• _文章の抜粋_:
アフリカ・コンゴ出身の元NBA(北米プロバスケットボールリーグ)スター、ディケンベ・ムトンボの幼い頃の夢は、貧しい人たちを助ける医師になることだった。奨学金を得て米国のジョージタウン大学に留学したムトンボは、バスケットボール部監督から度重なる説得を受けたことをきっかけに選手となり、1991年にNBAデビューを果たした。ムトンボは2009年に引退するまで、8回にわたりオールスターに出場し、また最優秀守備選手賞にも4回選ばれている。ムトンボは特にブロックショット(相手のシュートをたたき落とすこと)が得意で「名手」とも呼ばれた。

 ムトンボはコートの外でも尊敬と賞賛を受け続けた。2007年にはコンゴの首都キンシャサに母の名前をとった300病床規模の病院「ビアンバ・マリー・ムトンボ病院」を建てた。建設に必要な2900万ドル(現在のレートで約35億円、以下同じ)のうち、1500万ドル(約18億円)はムトンボの寄付だった。米国のブッシュ大統領(当時)は07年、新年の辞を発表する際にムトンボを招待し「このコンゴの息子を米国市民と呼ぶことができることは光栄だ」と述べた。

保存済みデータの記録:
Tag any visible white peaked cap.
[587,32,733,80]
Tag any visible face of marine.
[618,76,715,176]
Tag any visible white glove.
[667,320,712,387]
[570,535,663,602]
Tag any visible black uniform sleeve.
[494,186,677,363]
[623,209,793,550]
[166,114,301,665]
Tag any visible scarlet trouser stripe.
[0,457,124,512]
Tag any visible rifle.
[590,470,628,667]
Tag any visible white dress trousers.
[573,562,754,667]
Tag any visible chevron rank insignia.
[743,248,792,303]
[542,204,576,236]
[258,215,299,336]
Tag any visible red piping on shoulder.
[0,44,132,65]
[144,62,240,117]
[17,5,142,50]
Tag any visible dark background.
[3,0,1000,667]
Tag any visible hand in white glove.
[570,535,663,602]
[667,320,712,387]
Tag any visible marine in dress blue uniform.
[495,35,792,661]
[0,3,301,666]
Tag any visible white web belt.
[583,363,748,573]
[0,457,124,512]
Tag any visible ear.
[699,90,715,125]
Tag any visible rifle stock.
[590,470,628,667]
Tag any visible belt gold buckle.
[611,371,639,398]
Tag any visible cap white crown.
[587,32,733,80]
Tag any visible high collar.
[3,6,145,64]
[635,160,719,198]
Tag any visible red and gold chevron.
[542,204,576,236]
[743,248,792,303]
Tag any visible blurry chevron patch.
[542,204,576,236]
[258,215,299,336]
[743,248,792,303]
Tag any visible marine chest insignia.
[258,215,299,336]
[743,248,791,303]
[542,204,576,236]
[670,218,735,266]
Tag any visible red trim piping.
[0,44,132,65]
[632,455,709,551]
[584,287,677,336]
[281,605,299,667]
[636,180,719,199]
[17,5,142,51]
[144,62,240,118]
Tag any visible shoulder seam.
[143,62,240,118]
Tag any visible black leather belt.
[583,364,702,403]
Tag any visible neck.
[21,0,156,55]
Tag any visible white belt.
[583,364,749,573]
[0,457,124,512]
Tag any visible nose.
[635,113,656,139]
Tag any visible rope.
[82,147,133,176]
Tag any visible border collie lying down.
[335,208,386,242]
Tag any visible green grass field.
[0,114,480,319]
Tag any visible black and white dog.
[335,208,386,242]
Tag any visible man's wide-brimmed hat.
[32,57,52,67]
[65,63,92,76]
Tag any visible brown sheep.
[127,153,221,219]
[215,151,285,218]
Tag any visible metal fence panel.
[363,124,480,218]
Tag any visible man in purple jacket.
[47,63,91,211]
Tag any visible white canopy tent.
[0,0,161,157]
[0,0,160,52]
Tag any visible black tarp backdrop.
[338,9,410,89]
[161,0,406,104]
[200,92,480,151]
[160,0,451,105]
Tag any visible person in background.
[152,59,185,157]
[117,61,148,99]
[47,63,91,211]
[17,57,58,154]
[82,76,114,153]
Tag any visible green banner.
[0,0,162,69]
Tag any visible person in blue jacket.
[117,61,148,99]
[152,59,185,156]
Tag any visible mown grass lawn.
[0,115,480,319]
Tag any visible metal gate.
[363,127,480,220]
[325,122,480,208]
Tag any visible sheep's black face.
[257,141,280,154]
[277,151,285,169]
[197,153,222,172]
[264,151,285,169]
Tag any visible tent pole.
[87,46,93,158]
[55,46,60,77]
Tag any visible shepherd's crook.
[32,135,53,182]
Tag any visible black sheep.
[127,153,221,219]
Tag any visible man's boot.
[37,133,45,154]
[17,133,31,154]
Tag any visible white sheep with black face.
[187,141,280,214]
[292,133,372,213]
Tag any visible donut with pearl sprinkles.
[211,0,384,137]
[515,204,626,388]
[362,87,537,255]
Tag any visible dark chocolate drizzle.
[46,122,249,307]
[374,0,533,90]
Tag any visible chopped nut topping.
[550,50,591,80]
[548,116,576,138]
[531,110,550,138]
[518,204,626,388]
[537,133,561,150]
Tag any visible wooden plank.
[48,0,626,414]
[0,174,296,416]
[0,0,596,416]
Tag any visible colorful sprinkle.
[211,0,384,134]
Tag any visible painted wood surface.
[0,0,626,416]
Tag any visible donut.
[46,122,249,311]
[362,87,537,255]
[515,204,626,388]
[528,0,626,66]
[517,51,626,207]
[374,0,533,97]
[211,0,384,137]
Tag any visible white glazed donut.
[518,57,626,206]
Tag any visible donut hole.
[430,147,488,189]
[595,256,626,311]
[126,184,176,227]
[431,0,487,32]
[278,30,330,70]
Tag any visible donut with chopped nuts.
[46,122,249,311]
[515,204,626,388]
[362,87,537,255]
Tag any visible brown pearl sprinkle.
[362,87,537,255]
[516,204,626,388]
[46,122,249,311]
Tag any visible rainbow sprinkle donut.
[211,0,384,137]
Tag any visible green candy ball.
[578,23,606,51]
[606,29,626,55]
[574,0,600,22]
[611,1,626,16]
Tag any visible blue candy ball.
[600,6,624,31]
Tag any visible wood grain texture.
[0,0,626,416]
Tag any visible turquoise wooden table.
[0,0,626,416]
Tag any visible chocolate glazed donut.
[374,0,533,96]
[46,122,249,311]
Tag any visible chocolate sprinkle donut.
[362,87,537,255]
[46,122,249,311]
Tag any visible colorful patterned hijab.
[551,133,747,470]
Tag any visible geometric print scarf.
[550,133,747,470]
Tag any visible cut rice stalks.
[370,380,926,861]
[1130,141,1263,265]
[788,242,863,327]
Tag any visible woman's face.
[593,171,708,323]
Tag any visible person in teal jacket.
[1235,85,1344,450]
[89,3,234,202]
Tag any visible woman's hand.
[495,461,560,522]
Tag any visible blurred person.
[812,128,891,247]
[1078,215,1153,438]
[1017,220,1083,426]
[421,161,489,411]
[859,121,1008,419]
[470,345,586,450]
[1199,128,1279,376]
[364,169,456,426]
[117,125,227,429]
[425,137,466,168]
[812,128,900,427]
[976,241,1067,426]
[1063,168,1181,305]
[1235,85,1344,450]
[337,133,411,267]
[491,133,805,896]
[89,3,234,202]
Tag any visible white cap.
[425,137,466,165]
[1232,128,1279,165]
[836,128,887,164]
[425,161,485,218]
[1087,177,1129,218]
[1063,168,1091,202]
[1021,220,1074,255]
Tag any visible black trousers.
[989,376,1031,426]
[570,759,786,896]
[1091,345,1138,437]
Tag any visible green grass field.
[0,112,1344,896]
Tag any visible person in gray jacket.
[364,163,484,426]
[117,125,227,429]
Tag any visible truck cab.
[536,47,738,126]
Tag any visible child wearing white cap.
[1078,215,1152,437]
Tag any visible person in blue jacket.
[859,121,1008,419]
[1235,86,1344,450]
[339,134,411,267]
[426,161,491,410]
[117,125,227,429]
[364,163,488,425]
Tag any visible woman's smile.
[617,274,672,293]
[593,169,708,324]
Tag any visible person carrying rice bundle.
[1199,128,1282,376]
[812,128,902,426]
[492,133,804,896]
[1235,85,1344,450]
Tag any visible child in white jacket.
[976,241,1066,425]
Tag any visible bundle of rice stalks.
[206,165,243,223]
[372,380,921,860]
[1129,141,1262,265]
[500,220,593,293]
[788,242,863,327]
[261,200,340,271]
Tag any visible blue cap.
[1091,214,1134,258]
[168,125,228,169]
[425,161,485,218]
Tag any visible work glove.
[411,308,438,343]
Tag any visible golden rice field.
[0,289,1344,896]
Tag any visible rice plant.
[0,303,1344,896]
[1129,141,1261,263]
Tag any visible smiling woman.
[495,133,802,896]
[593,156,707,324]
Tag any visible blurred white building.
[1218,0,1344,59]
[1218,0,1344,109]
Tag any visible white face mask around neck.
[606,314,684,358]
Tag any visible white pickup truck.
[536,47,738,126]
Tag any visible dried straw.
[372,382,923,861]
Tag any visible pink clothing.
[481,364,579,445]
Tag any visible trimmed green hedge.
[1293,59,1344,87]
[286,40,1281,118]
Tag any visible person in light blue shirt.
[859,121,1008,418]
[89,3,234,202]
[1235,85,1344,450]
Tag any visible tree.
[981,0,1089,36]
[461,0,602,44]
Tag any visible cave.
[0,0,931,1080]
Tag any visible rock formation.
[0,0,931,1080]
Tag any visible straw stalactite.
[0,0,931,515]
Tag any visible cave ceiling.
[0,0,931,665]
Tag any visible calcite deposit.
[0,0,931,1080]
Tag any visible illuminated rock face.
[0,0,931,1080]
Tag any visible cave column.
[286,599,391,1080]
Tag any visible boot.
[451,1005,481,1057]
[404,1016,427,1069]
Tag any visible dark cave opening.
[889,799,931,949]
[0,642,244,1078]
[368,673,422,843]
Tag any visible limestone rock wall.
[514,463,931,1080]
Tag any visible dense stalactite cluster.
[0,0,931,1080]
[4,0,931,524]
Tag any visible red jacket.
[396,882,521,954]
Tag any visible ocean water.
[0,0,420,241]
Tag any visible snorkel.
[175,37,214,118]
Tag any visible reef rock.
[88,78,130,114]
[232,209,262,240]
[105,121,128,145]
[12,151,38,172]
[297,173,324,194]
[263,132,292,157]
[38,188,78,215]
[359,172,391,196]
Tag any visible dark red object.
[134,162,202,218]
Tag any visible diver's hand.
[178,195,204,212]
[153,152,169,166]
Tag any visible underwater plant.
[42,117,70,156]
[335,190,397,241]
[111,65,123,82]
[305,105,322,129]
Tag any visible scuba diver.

• _やること_:
**A)** ムトンボについての文章で、ムトンボがキンシャサに建てた病院の名前は何ですか。
**B)** ムトンボについての文章のうち、「アフリカ・コンゴ出身の元NB」から始まり「きることは光栄だ」と述べた。」で終わる部分を、そのまま書き写してください。

• _課題ごとの答え_:
**A)** ビアンバ・マリー・ムトンボ病院

**B)**
アフリカ・コンゴ出身の元NBA(北米プロバスケットボールリーグ)スター、ディケンベ・ムトンボの幼い頃の夢は、貧しい人たちを助ける医師になることだった。奨学金を得て米国のジョージタウン大学に留学したムトンボは、バスケットボール部監督から度重なる説得を受けたことをきっかけに選手となり、1991年にNBAデビューを果たした。ムトンボは2009年に引退するまで、8回にわたりオールスターに出場し、また最優秀守備選手賞にも4回選ばれている。ムトンボは特にブロックショット(相手のシュートをたたき落とすこと)が得意で「名手」とも呼ばれた。

 ムトンボはコートの外でも尊敬と賞賛を受け続けた。2007年にはコンゴの首都キンシャサに母の名前をとった300病床規模の病院「ビアンバ・マリー・ムトンボ病院」を建てた。建設に必要な2900万ドル(現在のレートで約35億円、以下同じ)のうち、1500万ドル(約18億円)はムトンボの寄付だった。米国のブッシュ大統領(当時)は07年、新年の辞を発表する際にムトンボを招待し「このコンゴの息子を米国市民と呼ぶことができることは光栄だ」と述べた。